§ **Exercise**:
Extract every line of the rows below that contains the string "woman", matching case exactly.

Data items
============

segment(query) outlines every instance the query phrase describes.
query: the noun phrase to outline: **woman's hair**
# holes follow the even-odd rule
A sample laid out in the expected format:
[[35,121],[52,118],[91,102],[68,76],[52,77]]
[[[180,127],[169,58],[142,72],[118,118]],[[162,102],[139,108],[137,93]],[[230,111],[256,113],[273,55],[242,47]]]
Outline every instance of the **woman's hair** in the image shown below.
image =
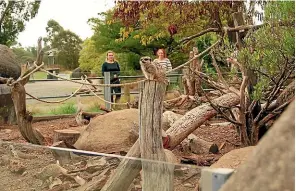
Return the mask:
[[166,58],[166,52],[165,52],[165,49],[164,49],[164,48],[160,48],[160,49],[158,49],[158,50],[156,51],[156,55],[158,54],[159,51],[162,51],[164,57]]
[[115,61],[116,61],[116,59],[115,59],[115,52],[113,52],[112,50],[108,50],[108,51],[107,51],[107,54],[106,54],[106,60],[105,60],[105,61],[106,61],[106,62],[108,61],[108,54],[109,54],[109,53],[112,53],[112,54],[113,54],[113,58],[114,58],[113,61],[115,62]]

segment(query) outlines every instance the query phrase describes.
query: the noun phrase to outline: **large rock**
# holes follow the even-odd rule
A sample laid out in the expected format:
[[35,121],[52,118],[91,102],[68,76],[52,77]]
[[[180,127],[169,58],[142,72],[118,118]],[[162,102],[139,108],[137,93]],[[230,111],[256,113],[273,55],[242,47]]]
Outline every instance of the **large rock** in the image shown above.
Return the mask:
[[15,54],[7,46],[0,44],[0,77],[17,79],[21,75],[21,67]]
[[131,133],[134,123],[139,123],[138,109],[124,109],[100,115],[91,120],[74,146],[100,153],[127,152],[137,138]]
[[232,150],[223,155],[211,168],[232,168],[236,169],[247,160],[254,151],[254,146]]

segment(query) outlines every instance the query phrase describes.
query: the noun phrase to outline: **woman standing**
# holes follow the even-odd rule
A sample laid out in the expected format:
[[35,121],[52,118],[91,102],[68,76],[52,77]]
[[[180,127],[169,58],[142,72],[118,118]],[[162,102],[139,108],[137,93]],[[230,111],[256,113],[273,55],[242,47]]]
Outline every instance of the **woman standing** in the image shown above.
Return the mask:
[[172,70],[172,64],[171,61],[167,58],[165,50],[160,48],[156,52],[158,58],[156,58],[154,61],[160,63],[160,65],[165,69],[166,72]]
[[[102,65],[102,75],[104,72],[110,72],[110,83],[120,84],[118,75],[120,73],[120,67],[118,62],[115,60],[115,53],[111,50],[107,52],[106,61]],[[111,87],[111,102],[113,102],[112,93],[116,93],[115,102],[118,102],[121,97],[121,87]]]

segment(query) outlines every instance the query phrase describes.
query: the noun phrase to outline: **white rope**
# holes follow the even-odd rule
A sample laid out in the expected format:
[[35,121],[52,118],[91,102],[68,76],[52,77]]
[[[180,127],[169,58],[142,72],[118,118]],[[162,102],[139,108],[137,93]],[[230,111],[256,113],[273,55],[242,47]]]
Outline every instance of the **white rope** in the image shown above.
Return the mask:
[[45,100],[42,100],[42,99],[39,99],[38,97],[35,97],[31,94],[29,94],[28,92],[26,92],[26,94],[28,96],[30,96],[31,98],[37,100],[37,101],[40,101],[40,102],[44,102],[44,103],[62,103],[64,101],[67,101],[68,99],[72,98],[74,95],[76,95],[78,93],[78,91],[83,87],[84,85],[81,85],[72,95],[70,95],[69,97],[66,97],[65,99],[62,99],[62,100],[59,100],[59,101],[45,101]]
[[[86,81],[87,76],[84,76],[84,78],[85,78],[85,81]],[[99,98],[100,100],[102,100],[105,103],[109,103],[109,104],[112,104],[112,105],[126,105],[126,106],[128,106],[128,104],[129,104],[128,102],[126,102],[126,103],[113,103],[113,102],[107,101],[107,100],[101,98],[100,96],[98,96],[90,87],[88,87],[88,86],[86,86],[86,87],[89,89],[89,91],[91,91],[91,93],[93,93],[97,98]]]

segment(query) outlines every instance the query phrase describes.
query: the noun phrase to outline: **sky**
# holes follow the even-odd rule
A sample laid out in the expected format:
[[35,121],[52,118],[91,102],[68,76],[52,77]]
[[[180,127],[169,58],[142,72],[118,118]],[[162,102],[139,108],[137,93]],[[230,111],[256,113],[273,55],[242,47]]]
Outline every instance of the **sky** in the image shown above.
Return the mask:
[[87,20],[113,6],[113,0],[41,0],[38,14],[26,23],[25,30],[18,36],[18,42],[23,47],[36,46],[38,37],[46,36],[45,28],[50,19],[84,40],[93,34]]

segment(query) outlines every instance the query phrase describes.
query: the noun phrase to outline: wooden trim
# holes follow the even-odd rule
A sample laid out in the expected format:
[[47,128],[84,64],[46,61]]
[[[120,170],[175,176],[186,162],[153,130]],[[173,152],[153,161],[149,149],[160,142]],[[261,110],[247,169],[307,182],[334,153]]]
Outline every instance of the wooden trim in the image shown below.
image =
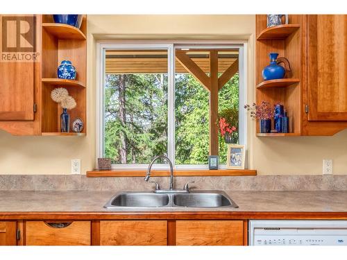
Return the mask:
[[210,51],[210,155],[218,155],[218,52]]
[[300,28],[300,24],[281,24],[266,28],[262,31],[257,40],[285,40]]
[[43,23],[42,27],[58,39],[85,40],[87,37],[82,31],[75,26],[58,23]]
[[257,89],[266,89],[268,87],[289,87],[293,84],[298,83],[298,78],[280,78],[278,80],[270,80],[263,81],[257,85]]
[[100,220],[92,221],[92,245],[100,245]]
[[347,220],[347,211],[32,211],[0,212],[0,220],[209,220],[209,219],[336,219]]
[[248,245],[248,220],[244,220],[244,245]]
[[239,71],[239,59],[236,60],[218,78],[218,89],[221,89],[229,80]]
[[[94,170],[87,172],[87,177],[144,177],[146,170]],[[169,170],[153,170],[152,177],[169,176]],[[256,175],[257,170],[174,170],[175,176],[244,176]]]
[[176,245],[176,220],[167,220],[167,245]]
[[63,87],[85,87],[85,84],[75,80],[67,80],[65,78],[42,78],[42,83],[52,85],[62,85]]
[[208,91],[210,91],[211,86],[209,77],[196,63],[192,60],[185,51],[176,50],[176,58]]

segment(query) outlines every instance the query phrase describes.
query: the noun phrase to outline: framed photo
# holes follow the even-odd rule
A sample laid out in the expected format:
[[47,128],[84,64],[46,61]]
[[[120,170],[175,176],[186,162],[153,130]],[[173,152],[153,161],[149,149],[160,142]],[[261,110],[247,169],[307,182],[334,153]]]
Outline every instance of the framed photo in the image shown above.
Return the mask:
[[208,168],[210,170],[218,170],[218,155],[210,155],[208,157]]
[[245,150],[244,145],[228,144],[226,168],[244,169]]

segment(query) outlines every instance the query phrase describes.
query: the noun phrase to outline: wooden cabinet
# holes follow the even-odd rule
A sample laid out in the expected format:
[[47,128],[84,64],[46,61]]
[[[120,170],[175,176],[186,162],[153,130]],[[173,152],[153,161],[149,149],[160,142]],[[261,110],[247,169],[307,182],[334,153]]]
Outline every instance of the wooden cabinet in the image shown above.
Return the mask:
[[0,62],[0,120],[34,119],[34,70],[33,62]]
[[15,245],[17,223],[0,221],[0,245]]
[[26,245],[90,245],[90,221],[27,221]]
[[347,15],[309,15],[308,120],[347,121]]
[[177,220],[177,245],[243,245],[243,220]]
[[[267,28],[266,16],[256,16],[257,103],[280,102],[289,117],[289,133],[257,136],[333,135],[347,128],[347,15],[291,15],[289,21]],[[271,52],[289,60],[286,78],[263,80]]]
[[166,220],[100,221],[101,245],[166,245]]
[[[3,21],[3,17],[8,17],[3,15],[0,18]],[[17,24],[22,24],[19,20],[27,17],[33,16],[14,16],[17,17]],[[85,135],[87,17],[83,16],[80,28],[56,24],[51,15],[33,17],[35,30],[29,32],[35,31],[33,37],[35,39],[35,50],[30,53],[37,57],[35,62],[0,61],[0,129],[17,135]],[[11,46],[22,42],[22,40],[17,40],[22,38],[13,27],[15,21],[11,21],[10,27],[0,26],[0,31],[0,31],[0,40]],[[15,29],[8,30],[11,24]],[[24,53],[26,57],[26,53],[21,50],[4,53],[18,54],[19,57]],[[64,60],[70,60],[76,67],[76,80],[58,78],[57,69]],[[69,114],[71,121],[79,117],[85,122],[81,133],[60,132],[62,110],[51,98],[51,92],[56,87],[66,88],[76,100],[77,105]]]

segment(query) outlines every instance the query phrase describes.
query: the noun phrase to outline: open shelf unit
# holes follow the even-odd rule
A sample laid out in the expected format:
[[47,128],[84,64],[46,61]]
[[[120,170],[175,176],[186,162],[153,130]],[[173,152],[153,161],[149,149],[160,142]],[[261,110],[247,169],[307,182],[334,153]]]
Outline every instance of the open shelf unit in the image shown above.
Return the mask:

============

§ **Answer in full**:
query: the noun phrase to outline: **woman's hair**
Outline every instance of the **woman's hair** in the image shown below.
query: the noun phrase to outline: **woman standing**
Outline every instance of the **woman standing** in the image shown above.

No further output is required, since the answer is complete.